__TEXT SHOWN__.

September 28, 2019 at 3:29 pm #94610
The established consensus on the management of digital nerve injuries is that microsurgical suture co-aptation without tension is the gold standard method of repair. Despite this the recent systematic review in the BMJ (https://bmjopen.bmj.com/content/9/3/e025443.info) suggests that the rate of neuroma formation with this approach is approximately 4.6%. This rate is remarkably similar to the rate reported in unprepared nerves (5%). What does this mean for the surgeon contemplating an acutely injured nerve?
Is this enough evidence not to attempt a repair?
Is this because digital nerve repairs are often done by trainees and sometimes without senior supervision?
Is the issue that there is no consensus on how you define a neuroma and so the reported complication rate is meaningless?
Should surgeons consider suture-less repair techniques using conduits or co-aptation devices?
What about leaving a small gap in a conduit to detention the nerve co-aptation?
Could an interposition allograft provide superior results through detensioning, albeit with two co-aptation sites?
Will polymer glues replace sutures and be of sufficient strength to allow early functional movement?
What is the functional benefit of repairing a nerve in the hand?
How do you measure functional recovery after digital nerve injury?
The challenge is that there are very few papers to help answer any of these questions and certainly the comparative data is lacking. Two recent RCTs have looked at the option of wrapping a repair (Zhu et al. 2017; Neubrech et al. 2018) but neither had a suture-less repair control arm.
The future options for nerve repair are exciting and the digital nerve repair model is perfect for in vivo examination of repair techniques with frequent injuries and short reinnervation distances. In the absence of evidence, what is your preferred method of primary digital nerve repair?

__PROBLEM TO WORK ON__.
Answer these questions about the digital nerve repair text, one per line:
1. Which repair method does the established consensus call the gold standard?
2. Which two recent randomized controlled trials examined wrapping a repair?
3. What two features make the digital nerve repair model perfect for in vivo examination of repair techniques?

__RECORDS PROVIDED__.
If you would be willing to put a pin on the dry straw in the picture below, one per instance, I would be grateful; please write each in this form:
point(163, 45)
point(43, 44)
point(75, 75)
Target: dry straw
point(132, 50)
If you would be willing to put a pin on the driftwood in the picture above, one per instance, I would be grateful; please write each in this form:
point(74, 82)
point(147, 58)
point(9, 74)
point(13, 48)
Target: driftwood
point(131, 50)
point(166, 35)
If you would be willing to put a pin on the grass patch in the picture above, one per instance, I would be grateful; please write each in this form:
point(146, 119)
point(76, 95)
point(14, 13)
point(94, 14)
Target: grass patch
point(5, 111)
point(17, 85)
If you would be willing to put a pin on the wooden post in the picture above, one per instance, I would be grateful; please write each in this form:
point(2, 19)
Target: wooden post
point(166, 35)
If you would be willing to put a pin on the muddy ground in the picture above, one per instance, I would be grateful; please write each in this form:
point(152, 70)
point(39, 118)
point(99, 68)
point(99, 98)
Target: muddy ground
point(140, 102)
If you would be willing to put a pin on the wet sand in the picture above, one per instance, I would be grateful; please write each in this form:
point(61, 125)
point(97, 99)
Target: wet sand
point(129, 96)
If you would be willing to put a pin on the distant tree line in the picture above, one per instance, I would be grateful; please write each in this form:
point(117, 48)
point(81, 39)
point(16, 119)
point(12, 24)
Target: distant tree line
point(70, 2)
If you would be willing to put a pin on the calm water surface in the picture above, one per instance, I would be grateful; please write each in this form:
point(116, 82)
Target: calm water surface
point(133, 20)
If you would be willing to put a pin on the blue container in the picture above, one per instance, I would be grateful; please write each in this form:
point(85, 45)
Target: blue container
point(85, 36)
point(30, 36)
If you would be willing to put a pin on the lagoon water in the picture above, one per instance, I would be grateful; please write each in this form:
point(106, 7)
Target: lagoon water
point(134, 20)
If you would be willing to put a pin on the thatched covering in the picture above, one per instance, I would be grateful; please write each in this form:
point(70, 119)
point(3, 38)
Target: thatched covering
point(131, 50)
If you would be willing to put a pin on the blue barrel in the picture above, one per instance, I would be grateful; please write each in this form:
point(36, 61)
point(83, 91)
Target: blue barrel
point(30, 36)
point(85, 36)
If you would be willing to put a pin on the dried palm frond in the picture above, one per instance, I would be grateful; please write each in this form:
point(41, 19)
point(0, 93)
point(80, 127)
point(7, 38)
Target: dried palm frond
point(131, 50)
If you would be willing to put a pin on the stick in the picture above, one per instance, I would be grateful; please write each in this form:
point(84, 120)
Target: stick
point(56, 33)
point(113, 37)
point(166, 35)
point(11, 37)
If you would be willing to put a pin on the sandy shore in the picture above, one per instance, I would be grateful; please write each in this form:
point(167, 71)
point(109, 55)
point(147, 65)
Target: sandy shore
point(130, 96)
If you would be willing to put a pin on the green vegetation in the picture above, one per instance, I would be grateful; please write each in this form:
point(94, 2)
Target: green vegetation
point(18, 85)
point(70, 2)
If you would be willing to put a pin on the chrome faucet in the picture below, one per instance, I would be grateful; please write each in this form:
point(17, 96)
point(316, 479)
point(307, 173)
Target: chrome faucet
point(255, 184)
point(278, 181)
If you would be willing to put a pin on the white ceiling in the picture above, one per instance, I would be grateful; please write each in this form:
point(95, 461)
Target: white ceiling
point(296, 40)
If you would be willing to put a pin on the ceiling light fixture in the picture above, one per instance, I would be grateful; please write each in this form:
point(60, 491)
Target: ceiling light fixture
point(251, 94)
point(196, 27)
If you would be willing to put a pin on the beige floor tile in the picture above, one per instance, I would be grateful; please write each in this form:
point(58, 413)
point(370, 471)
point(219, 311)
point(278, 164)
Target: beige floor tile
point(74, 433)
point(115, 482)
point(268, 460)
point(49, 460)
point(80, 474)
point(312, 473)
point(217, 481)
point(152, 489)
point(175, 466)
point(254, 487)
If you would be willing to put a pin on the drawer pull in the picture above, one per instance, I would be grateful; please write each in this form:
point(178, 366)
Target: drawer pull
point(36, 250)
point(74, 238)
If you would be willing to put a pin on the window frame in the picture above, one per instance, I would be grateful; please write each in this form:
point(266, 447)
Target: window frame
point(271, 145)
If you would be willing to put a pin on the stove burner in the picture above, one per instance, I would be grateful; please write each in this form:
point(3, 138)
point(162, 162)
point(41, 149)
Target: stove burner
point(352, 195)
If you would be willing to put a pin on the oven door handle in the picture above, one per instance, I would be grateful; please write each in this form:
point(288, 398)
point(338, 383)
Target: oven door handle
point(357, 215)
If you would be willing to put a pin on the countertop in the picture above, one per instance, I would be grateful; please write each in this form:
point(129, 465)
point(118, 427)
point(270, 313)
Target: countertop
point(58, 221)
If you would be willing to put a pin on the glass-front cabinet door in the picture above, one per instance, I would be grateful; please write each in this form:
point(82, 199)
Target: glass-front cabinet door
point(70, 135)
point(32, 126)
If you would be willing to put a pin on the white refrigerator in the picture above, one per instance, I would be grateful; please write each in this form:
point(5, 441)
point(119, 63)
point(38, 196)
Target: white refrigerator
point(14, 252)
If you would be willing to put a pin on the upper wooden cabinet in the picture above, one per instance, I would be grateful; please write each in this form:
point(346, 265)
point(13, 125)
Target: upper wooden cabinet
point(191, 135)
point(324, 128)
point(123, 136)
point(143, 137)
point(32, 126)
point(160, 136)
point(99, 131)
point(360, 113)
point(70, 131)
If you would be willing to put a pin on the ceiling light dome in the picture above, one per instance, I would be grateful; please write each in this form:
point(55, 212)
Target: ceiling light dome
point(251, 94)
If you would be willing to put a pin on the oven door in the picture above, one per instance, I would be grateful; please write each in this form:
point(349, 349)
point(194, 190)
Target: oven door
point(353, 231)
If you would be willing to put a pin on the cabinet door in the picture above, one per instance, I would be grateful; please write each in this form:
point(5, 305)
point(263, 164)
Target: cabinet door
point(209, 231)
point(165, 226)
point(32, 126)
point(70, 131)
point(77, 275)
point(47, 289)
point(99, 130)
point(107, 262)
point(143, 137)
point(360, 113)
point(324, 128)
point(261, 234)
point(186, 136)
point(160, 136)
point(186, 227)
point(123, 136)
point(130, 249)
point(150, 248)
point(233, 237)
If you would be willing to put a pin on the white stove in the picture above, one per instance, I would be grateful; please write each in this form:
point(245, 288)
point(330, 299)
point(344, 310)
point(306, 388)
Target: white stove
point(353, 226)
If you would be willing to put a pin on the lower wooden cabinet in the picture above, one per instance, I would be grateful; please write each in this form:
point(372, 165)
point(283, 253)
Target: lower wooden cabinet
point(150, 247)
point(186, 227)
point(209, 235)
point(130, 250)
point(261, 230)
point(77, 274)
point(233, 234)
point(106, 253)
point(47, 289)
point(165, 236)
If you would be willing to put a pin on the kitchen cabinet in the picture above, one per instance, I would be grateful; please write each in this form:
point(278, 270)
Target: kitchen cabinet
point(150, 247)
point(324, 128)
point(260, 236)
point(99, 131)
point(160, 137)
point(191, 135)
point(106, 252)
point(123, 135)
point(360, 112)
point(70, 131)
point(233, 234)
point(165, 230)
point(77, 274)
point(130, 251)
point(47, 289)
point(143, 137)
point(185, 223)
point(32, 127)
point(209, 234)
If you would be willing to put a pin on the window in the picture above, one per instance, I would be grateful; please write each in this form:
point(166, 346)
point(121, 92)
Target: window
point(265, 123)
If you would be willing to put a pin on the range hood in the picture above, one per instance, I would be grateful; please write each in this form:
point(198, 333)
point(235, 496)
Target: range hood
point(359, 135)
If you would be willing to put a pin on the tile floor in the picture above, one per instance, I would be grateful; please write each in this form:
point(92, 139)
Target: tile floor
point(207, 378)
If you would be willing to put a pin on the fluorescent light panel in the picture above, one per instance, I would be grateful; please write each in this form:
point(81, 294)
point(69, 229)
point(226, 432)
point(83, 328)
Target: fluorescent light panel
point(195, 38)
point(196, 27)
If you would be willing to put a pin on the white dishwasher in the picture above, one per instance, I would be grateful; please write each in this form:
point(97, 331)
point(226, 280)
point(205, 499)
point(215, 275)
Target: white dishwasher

__RESULT OF THIS TASK__.
1. Microsurgical suture co-aptation without tension.
2. Zhu et al. 2017 and Neubrech et al. 2018.
3. Frequent injuries and short reinnervation distances.